## EXERCISE REQUIREMENTS
Reproduce verbatim the lines of the records starting at the line that contains "Where can the winding" and ending at the line that contains "<point>87,111</point>", both lines included.

## MATERIALS PROVIDED
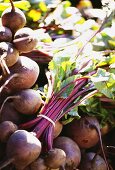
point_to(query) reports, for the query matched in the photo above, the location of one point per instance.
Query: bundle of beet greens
(71, 81)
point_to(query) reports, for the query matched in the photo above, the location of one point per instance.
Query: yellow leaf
(43, 6)
(34, 14)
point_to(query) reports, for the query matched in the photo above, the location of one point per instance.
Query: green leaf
(24, 5)
(104, 82)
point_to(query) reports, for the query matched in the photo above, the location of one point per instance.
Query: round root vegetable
(57, 129)
(84, 132)
(92, 161)
(28, 101)
(25, 40)
(13, 18)
(27, 72)
(22, 149)
(55, 158)
(8, 54)
(5, 34)
(6, 129)
(8, 113)
(38, 164)
(73, 154)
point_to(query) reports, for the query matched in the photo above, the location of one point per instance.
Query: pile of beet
(32, 137)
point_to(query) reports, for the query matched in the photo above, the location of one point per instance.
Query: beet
(5, 34)
(91, 161)
(26, 71)
(8, 53)
(82, 131)
(73, 154)
(57, 129)
(55, 158)
(13, 18)
(22, 149)
(38, 164)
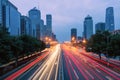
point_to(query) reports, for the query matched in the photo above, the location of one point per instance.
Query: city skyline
(66, 17)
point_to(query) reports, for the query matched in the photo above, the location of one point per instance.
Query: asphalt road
(68, 63)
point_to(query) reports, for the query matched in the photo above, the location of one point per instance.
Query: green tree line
(104, 43)
(14, 47)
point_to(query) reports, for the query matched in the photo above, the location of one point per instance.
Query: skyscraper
(100, 27)
(88, 27)
(35, 17)
(109, 19)
(10, 17)
(49, 25)
(73, 34)
(25, 26)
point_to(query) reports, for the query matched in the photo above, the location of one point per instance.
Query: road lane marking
(76, 74)
(89, 74)
(109, 78)
(98, 70)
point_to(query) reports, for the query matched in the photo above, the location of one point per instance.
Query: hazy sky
(69, 14)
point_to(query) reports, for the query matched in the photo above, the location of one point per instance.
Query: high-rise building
(35, 17)
(109, 19)
(42, 29)
(73, 34)
(25, 26)
(100, 27)
(88, 27)
(49, 25)
(10, 17)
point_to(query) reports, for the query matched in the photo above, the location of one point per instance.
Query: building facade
(73, 34)
(116, 32)
(35, 17)
(10, 17)
(25, 26)
(100, 27)
(109, 20)
(88, 27)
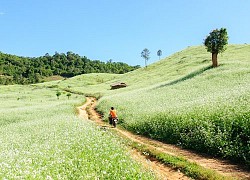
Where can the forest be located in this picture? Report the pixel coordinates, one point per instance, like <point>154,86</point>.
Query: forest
<point>26,70</point>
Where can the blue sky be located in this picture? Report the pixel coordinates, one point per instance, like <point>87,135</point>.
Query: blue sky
<point>117,29</point>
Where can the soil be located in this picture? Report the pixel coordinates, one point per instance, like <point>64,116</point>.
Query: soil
<point>226,168</point>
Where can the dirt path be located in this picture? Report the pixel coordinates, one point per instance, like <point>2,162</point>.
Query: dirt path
<point>223,167</point>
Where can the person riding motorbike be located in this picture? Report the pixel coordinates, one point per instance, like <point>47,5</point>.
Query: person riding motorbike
<point>113,117</point>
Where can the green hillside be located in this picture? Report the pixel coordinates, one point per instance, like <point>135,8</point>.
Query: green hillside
<point>42,138</point>
<point>182,100</point>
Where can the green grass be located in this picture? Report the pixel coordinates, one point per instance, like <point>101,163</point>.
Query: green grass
<point>179,100</point>
<point>182,100</point>
<point>190,104</point>
<point>42,138</point>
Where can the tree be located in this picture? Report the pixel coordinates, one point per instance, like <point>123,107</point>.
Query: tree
<point>216,43</point>
<point>159,53</point>
<point>145,54</point>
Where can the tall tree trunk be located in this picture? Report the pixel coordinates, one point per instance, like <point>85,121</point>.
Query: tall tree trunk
<point>214,59</point>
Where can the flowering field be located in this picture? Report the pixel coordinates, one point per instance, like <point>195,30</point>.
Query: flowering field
<point>182,100</point>
<point>42,138</point>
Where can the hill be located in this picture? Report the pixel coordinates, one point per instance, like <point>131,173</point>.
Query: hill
<point>26,70</point>
<point>182,100</point>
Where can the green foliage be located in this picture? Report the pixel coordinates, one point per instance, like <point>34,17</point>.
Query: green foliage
<point>68,95</point>
<point>145,55</point>
<point>58,93</point>
<point>25,70</point>
<point>216,41</point>
<point>182,100</point>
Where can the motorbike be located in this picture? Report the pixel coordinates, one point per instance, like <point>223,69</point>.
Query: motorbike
<point>113,121</point>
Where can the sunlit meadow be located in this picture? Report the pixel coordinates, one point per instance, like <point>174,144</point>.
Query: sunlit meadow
<point>182,100</point>
<point>42,138</point>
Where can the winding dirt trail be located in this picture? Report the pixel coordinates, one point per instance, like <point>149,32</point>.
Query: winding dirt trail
<point>87,111</point>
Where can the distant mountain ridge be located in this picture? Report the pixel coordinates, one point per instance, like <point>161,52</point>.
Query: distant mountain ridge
<point>25,70</point>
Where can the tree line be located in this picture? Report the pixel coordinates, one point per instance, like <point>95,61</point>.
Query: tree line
<point>25,70</point>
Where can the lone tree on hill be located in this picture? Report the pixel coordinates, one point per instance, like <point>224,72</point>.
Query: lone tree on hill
<point>159,53</point>
<point>145,54</point>
<point>216,43</point>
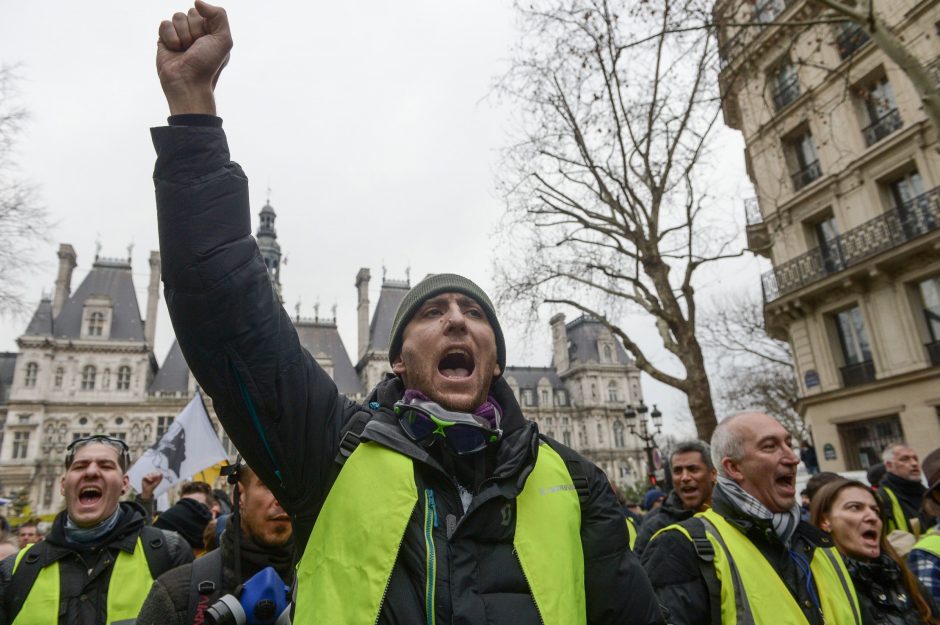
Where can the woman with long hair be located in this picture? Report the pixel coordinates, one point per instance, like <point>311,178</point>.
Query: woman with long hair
<point>888,594</point>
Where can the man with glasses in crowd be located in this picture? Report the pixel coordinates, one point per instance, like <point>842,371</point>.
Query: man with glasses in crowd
<point>435,500</point>
<point>100,558</point>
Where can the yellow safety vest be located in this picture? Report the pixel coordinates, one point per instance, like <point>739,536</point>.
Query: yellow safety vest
<point>752,592</point>
<point>631,532</point>
<point>898,520</point>
<point>344,573</point>
<point>930,542</point>
<point>128,587</point>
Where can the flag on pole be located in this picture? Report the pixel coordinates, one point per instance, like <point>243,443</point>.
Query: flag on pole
<point>189,446</point>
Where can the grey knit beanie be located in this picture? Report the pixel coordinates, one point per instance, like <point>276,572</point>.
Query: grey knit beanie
<point>435,285</point>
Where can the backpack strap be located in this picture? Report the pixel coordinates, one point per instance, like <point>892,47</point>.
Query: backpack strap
<point>156,550</point>
<point>352,435</point>
<point>706,564</point>
<point>24,576</point>
<point>205,586</point>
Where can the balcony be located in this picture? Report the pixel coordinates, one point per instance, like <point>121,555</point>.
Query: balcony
<point>850,39</point>
<point>786,94</point>
<point>859,373</point>
<point>933,352</point>
<point>882,127</point>
<point>806,175</point>
<point>892,228</point>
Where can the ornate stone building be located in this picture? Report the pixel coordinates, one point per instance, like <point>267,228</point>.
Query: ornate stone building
<point>847,174</point>
<point>86,365</point>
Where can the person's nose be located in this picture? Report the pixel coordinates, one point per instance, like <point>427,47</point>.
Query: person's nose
<point>453,318</point>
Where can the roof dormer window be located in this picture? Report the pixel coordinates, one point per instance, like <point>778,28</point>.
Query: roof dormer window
<point>96,317</point>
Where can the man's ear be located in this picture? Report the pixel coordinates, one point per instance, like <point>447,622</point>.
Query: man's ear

## EXERCISE SOLUTION
Where can the winding dirt trail be located in this picture? Report the pixel coordinates, one point per instance, like <point>149,32</point>.
Query: winding dirt trail
<point>87,111</point>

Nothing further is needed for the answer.